▶ [Objective A] Find every line in the rows that contains the string "with", and copy each one.

▶ [Text section]
····················

View Single Post
  #15 (permalink)   Report Post  
Posted to rec.food.cooking
Kent Kent is offline
external usenet poster
 
Posts: 1,209
Default The Time-Life Cookbooks: Foods of the World series


"Christine Dabney" > wrote in message
...
> On Sat, 22 Jul 2006 00:22:45 -0700, "Kent" > wrote:
>
>>Christine, we have almost all of them, or at least 23-24 or so. The
>>original
>>Time Life series with the cookbook and the recipe book published
>>separately
>>were edited by the late Michael Field. He is one of the greatest cookbook
>>writers ever, and his Michael Field's Cooking School still sits in the
>>middle of the bookshelf, along with Culinary Classics and Improvisations,
>>and All Manner of Food. Very sadly, he died at a young age. The series is,
>>by today's standards, just as good as it was then. I chase something in
>>them
>>fairly often, especially if it is from a cuisine one chases rarely.
>>The second Time Life series was edited by Richard Olney, another great
>>cookbook author. I find his rhetoric, however, more difficult to follow.
>>The
>>content, however, is excellent. I chase in them frequently as well.
>>Both can be found in used bookstores, frequently at low prices. I would
>>heartily recommend snatching issues up from either series.
>>Kent

>
> Kent,
>
> I have the whole Foods of The World series already... I started
> getting it when I was in high school.. It came every other month..and
> I was ecstatic when a new volume was delivered. I poured through
> it..and drooled over the recipes and the pictures.
>
> I have almost the whole series of the Good Cook too..maybe missing one
> or two volumes of that series.

····················

▶ [Data to process]
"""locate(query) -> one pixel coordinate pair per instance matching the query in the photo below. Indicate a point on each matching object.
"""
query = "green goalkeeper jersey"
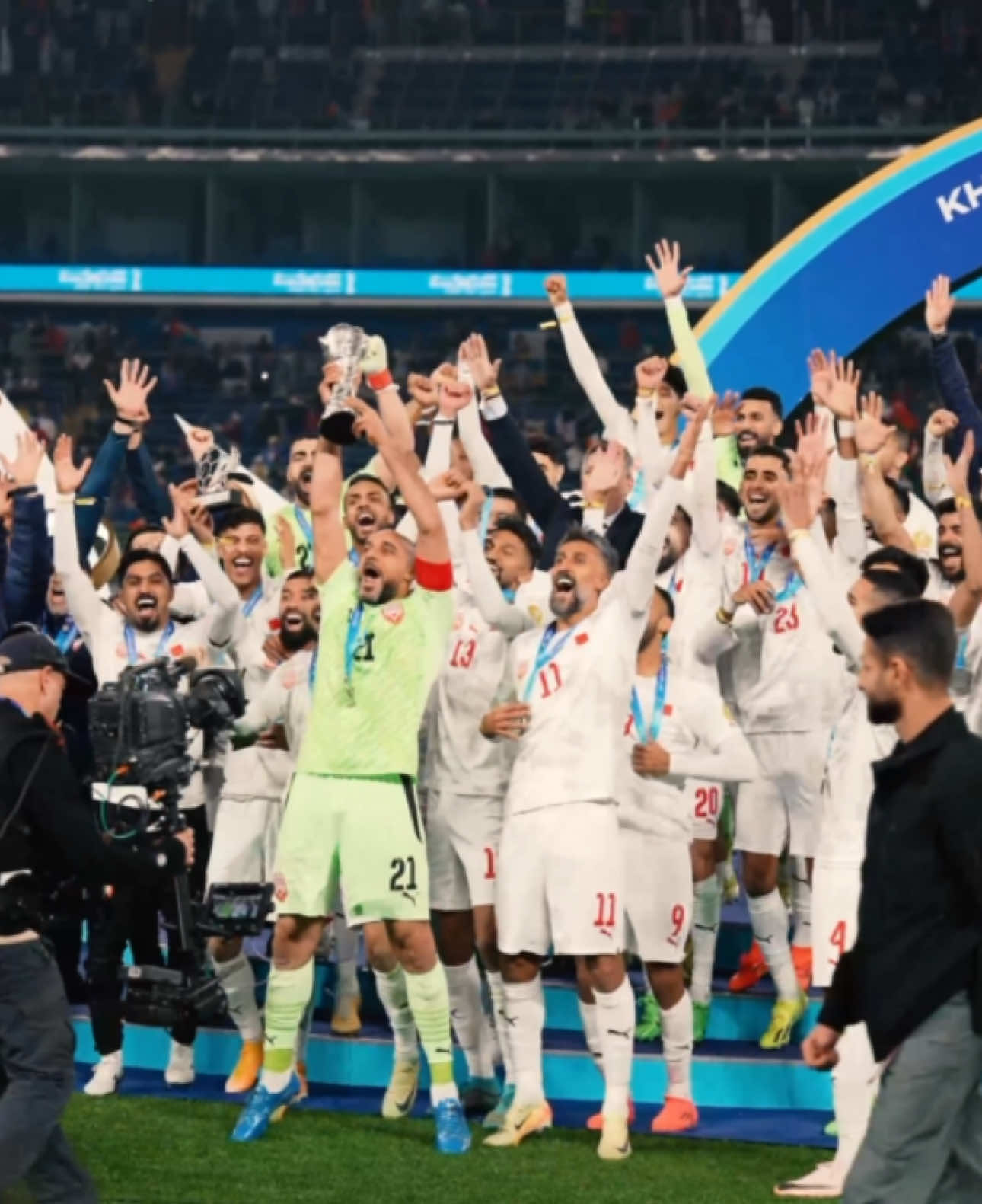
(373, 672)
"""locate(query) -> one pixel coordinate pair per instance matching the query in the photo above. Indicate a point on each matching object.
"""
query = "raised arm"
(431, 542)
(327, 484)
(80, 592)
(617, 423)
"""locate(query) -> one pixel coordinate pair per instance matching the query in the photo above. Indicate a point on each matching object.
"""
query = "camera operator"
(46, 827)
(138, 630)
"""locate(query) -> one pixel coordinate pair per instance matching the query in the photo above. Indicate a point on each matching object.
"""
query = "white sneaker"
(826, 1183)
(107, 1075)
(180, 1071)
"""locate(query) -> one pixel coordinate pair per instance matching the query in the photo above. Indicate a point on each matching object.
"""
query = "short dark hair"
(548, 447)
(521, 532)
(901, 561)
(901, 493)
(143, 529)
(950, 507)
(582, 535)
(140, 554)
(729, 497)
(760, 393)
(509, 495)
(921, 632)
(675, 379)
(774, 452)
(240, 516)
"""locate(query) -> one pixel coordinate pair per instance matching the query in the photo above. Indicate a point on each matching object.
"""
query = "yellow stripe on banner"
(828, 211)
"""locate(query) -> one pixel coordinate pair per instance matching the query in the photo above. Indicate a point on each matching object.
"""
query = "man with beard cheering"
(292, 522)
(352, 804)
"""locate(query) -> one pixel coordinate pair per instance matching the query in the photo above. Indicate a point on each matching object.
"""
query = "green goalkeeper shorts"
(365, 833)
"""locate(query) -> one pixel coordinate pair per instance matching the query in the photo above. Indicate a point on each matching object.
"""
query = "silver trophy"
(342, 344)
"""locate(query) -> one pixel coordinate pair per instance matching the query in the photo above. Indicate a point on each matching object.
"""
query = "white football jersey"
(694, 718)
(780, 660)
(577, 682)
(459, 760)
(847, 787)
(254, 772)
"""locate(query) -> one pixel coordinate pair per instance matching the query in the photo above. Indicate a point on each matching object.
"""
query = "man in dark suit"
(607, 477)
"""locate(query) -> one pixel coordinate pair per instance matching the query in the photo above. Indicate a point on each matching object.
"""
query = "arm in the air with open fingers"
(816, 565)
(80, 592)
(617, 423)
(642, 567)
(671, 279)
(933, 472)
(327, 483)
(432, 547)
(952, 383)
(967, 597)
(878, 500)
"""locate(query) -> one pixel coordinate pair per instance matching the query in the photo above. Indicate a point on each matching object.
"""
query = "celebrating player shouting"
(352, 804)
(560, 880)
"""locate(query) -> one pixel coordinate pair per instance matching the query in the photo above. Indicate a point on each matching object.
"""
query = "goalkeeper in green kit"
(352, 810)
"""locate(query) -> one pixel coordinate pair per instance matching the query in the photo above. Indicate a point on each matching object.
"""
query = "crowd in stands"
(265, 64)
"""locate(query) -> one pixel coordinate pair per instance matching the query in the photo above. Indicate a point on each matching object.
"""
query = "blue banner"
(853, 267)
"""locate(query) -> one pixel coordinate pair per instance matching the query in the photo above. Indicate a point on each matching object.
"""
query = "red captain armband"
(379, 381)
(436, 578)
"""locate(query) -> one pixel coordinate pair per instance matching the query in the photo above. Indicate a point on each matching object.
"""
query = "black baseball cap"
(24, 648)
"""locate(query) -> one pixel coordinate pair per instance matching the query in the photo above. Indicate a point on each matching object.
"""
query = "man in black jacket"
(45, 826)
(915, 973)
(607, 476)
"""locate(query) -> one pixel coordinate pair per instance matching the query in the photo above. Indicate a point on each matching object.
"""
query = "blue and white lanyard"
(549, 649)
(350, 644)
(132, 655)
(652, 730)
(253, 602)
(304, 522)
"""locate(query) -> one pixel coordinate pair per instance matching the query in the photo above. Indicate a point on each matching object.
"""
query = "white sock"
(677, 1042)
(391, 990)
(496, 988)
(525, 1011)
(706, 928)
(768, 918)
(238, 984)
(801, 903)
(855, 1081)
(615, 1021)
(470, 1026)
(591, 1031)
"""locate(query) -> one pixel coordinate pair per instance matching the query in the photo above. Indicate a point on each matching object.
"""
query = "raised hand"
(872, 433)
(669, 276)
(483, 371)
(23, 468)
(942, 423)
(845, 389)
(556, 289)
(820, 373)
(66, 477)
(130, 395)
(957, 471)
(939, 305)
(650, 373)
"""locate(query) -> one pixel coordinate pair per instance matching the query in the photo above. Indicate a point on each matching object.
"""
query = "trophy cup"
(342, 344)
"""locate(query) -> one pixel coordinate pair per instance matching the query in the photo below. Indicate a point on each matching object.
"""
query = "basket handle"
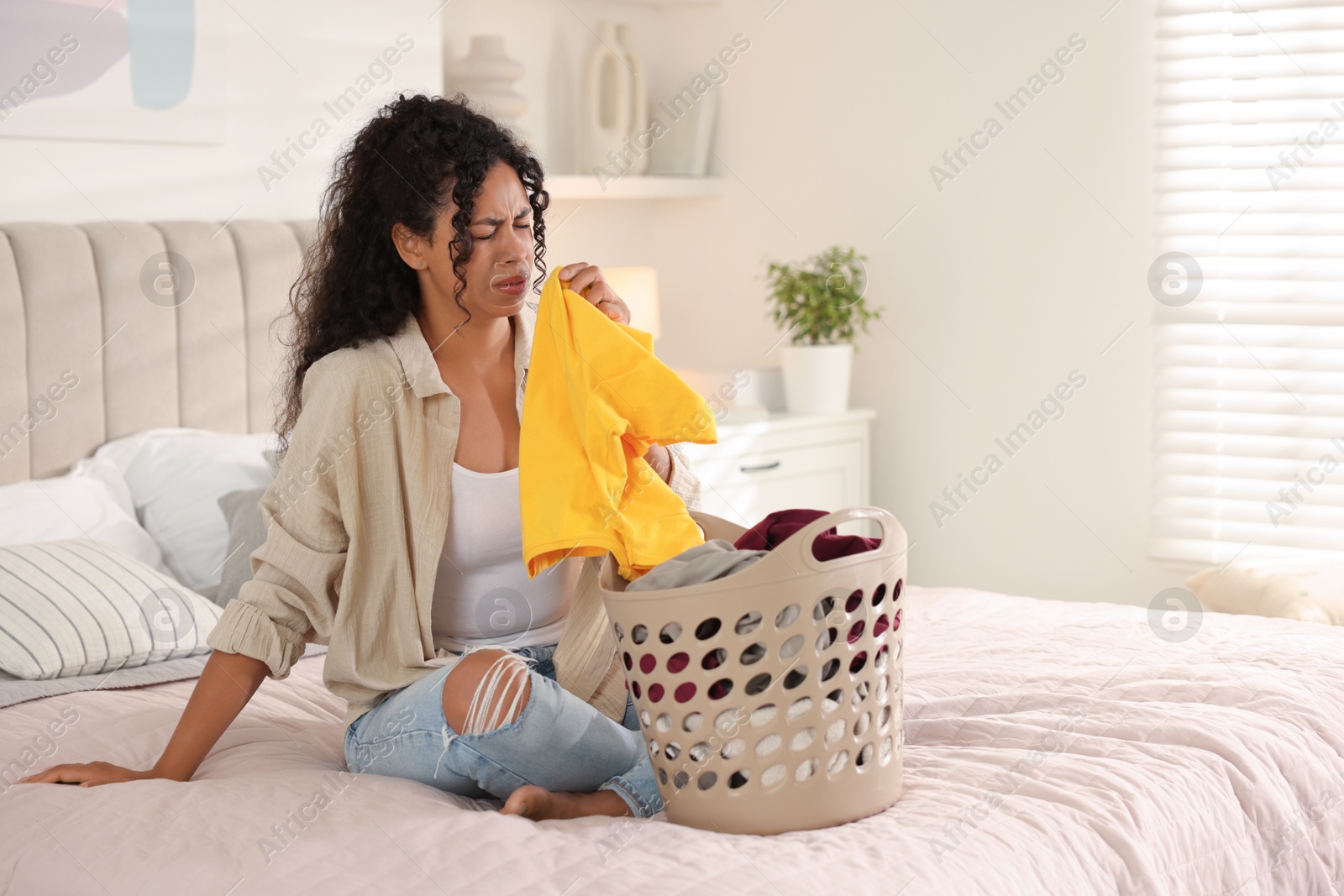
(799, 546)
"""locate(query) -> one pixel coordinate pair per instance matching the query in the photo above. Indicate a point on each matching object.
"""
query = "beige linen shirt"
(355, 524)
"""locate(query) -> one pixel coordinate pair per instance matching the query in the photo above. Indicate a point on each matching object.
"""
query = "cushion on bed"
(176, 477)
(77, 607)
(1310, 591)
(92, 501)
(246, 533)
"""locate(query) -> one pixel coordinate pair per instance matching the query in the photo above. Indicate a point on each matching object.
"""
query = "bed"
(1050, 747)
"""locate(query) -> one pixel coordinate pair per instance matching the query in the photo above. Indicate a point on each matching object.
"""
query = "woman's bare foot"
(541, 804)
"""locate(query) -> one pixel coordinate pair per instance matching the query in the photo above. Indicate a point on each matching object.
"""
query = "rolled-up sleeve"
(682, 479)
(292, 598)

····················

▶ [Objective B] List all the people mentioned by name in the cookbook post above.

▶ [Reply A]
query = "man with beard cheering"
query = "arm in the air with open fingers"

▶ [Reply B] Kent, Christine Dabney, Michael Field, Richard Olney